[Extracted data start]

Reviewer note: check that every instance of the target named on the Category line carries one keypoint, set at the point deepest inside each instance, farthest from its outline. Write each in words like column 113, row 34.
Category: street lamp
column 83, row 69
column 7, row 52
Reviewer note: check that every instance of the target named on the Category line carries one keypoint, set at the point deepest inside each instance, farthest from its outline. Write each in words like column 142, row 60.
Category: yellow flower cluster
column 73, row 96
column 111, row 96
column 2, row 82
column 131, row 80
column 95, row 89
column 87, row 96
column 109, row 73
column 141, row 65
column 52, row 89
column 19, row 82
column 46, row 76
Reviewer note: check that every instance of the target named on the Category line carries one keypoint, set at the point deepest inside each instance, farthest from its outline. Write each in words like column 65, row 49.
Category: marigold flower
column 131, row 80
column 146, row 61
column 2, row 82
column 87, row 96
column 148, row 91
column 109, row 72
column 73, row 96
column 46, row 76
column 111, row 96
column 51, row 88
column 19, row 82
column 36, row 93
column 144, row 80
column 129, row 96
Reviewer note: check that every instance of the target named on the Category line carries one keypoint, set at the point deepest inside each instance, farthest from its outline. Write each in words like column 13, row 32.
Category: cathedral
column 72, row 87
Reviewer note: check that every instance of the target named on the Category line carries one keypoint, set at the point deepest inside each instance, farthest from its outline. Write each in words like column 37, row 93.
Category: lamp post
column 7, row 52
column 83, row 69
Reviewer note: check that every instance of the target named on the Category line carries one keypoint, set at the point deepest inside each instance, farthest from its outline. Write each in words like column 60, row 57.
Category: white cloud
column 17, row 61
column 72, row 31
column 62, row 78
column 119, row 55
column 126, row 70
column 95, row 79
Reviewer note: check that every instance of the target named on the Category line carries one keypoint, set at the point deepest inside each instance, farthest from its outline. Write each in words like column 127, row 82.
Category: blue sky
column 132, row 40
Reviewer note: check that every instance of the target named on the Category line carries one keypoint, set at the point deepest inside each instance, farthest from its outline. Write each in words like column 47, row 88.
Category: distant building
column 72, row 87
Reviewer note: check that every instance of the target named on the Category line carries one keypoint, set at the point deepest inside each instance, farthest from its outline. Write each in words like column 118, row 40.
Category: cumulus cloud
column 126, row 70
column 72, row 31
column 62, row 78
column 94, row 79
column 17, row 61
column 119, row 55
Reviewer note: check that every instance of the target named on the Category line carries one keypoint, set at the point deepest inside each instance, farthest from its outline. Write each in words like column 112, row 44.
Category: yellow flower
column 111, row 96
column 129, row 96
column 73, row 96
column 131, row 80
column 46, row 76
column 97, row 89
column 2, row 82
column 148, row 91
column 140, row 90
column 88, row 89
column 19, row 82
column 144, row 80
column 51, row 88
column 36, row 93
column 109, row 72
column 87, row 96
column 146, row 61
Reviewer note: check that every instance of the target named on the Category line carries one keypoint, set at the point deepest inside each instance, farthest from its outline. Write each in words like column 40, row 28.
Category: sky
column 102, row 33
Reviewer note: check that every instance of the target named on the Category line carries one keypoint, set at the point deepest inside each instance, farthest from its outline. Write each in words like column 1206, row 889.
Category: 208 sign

[Extracted data end]

### Short exercise
Edit all the records above, putting "marker" wherever "keypoint" appears and leaving every other word as it is.

### Answer below
Reviewer note: check that every instance of the target named on the Category line carries one marker, set at the point deepest inside each instance, farthest from its outline. Write each in words like column 113, row 34.
Category: street lamp
column 83, row 69
column 7, row 52
Reviewer note: check that every instance of the target named on the Category line carries one marker, set at the point deepest inside each instance, farthest from its outline. Write each in words like column 142, row 60.
Category: yellow flower cluster
column 73, row 96
column 111, row 96
column 2, row 82
column 131, row 80
column 95, row 89
column 87, row 96
column 109, row 73
column 141, row 65
column 52, row 89
column 19, row 82
column 46, row 76
Reviewer note: check that every instance of the target named on the Category line carries one marker, set at the point deepest inside each instance, farthest from its outline. Write each in words like column 65, row 49.
Category: marigold flower
column 131, row 80
column 146, row 61
column 2, row 82
column 87, row 96
column 148, row 91
column 109, row 72
column 73, row 96
column 46, row 76
column 111, row 96
column 51, row 88
column 19, row 82
column 36, row 93
column 144, row 80
column 129, row 96
Reviewer note: check that every instance of the target named on the Category line carries one marker, set at the point deepest inside each instance, farthest from its outline. Write each in words like column 13, row 32.
Category: cathedral
column 72, row 87
Reviewer note: check that every instance of the target named on the Category line carries one marker, set at the point deepest inside each instance, farthest from its outline. Write each in words like column 37, row 93.
Category: lamp post
column 7, row 52
column 83, row 69
Reviewer note: check that every instance of the target named on the Category line carries one marker, set at the point deepest inside each instance, farthest from its outline. Write each in words like column 60, row 57.
Category: white cloud
column 17, row 61
column 72, row 31
column 62, row 78
column 119, row 55
column 126, row 70
column 95, row 79
Reviewer note: check that every instance of the target named on the Category line carries one marker, set at the point deepest inside each instance, farthest from its outline. Write each in words like column 127, row 82.
Category: blue sky
column 132, row 40
Reviewer note: check that every instance of the target named on the Category line carries one marker, set at the point deepest inside each instance, farthest from its outline. Write each in words like column 47, row 88.
Category: distant building
column 72, row 87
Reviewer note: check that every instance of the target named on the Category line carries one marker, set at the point deepest inside each instance, farthest from its outline. Write each in words like column 118, row 40.
Category: cumulus cloud
column 126, row 70
column 72, row 31
column 62, row 78
column 94, row 79
column 17, row 61
column 119, row 55
Reviewer note: check that every instance of the target named on the Category line carries one marker, set at the point deepest inside each instance, farthest from its outline. Write each in words like column 112, row 44.
Category: yellow flower
column 111, row 96
column 129, row 96
column 73, row 96
column 131, row 80
column 46, row 76
column 97, row 89
column 2, row 82
column 148, row 91
column 140, row 90
column 88, row 89
column 19, row 82
column 144, row 80
column 51, row 88
column 36, row 93
column 109, row 72
column 87, row 96
column 146, row 61
Reviewer note: check that every instance of the target named on the Category line carries one marker, set at the point deepest inside each instance, farthest from its outline. Write each in words like column 40, row 28.
Category: sky
column 102, row 33
Reviewer note: check that every instance of the target named on the Category line carries one marker, set at the point deepest inside each instance, farthest from its outline. Write each in words like column 1206, row 889.
Category: 208 sign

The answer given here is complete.